WORK REQUEST: In the text below on Florida insurance rates, quote the passage from "Costlier storms have" up to and including "of national insurers.", word for word.

TEXT EXCERPT:
+++
Insurance companies operating in Florida say they have been forced to raise rates to cover the costs of handling lawsuits. “We’re all paying for that frivolous litigation,” said Lisa Miller, a former deputy Florida insurance commissioner who now works as an insurance industry consultant in Tallahassee.
Costlier storms have helped raise rates, too
Hurricanes in Florida have gotten costlier in recent years. That’s due partly to climate change, which can intensify hurricanes and cause more rain and flooding.
Florida’s population growth is another factor. No state in the eastern U.S. is growing as rapidly as Florida. And its fastest-growing metro areas include Orlando, Tampa and Cape Coral-Fort Myers — all areas affected by Ian.
These days, Florida’s private insurance market is primarily made up of small, regional companies, or Florida affiliates of national insurers.
Smaller companies aren’t able to build the same kinds of capital reserves as large ones. As a result, they often rely on their own form of insurance — known as reinsurance — to pay out claims during major costly events.
+++
RECORDED INFORMATION:
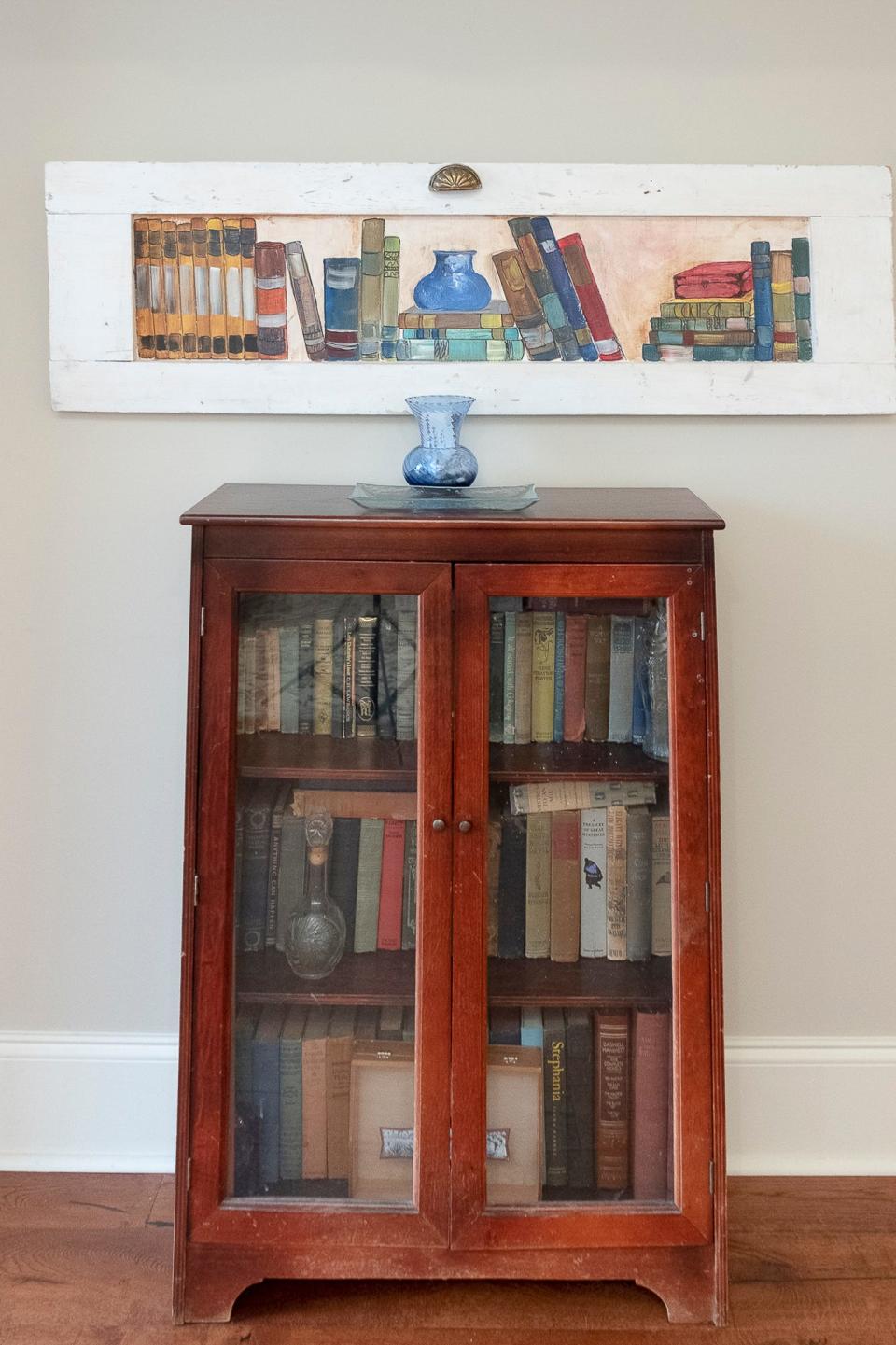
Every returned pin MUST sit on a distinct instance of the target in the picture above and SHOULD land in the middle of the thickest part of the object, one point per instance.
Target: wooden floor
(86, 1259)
+++
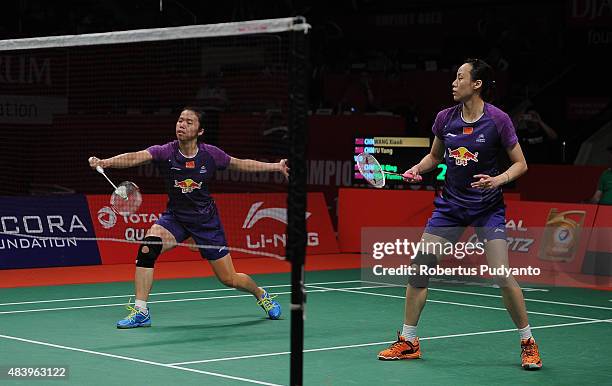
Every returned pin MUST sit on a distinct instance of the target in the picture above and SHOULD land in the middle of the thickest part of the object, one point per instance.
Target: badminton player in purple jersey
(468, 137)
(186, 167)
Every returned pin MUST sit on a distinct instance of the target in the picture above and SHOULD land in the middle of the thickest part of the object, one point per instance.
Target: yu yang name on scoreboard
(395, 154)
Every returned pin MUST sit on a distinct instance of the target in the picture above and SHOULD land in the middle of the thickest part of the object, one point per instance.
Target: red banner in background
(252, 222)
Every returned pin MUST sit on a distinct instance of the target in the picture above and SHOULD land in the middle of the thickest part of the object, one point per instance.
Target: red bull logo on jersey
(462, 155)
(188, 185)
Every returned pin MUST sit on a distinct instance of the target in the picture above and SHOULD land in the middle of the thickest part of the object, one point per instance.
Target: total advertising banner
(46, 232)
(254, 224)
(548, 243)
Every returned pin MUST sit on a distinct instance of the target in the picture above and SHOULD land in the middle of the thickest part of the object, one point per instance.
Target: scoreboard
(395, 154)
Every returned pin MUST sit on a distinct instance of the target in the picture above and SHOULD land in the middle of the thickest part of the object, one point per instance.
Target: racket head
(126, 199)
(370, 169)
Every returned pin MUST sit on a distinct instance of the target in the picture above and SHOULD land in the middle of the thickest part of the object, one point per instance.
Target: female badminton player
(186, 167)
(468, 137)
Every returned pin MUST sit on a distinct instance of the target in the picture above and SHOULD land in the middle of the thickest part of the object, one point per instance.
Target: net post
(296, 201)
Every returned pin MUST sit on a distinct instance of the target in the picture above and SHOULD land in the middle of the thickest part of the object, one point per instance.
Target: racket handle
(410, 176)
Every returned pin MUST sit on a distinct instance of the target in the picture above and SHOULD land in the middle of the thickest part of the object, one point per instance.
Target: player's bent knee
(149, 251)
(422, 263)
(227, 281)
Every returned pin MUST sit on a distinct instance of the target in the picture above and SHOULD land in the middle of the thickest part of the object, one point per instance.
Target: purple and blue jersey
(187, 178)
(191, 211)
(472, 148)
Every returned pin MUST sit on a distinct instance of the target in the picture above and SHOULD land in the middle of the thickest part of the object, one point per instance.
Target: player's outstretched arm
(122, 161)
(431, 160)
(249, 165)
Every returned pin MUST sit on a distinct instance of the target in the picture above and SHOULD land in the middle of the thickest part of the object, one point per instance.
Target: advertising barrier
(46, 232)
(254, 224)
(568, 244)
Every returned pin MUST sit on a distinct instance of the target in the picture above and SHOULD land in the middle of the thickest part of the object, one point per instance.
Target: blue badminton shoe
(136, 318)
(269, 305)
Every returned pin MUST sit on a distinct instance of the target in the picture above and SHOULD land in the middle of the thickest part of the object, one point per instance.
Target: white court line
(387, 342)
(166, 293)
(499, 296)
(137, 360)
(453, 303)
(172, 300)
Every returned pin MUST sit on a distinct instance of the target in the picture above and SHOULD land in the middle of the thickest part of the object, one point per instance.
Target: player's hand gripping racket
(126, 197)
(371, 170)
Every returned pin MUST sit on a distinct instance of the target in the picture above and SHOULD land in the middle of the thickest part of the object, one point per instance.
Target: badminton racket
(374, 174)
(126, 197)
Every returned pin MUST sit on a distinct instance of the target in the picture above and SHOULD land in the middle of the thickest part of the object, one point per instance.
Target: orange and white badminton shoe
+++
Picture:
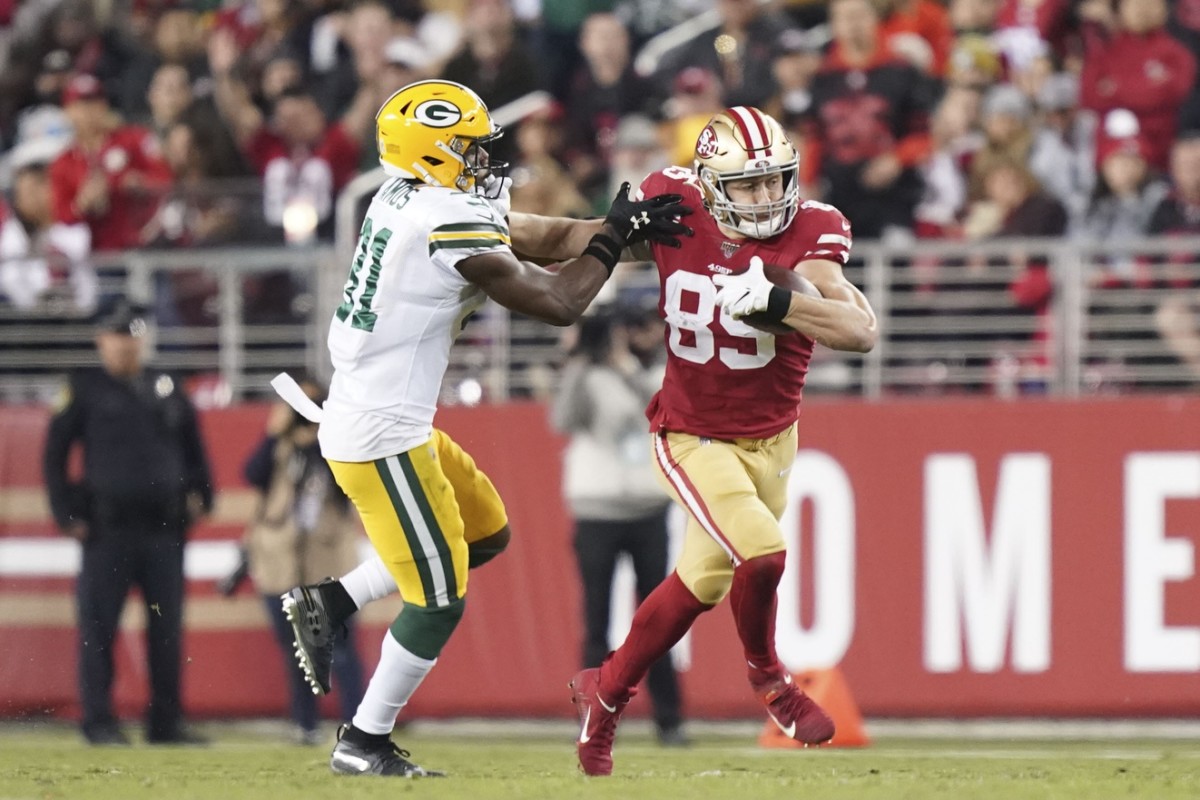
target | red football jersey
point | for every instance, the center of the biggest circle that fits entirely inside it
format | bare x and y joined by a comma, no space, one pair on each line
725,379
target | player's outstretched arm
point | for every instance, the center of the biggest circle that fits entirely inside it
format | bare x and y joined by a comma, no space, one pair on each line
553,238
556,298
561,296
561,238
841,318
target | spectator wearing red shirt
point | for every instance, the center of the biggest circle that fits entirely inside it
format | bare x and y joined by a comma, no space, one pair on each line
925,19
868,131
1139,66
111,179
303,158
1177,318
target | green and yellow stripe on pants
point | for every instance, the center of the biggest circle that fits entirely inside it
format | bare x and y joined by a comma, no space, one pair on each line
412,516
+++
YOUR RESPONSE:
Costlier storms have helped raise rates, too
Hurricanes in Florida have gotten costlier in recent years. That’s due partly to climate change, which can intensify hurricanes and cause more rain and flooding.
Florida’s population growth is another factor. No state in the eastern U.S. is growing as rapidly as Florida. And its fastest-growing metro areas include Orlando, Tampa and Cape Coral-Fort Myers — all areas affected by Ian.
These days, Florida’s private insurance market is primarily made up of small, regional companies, or Florida affiliates of national insurers.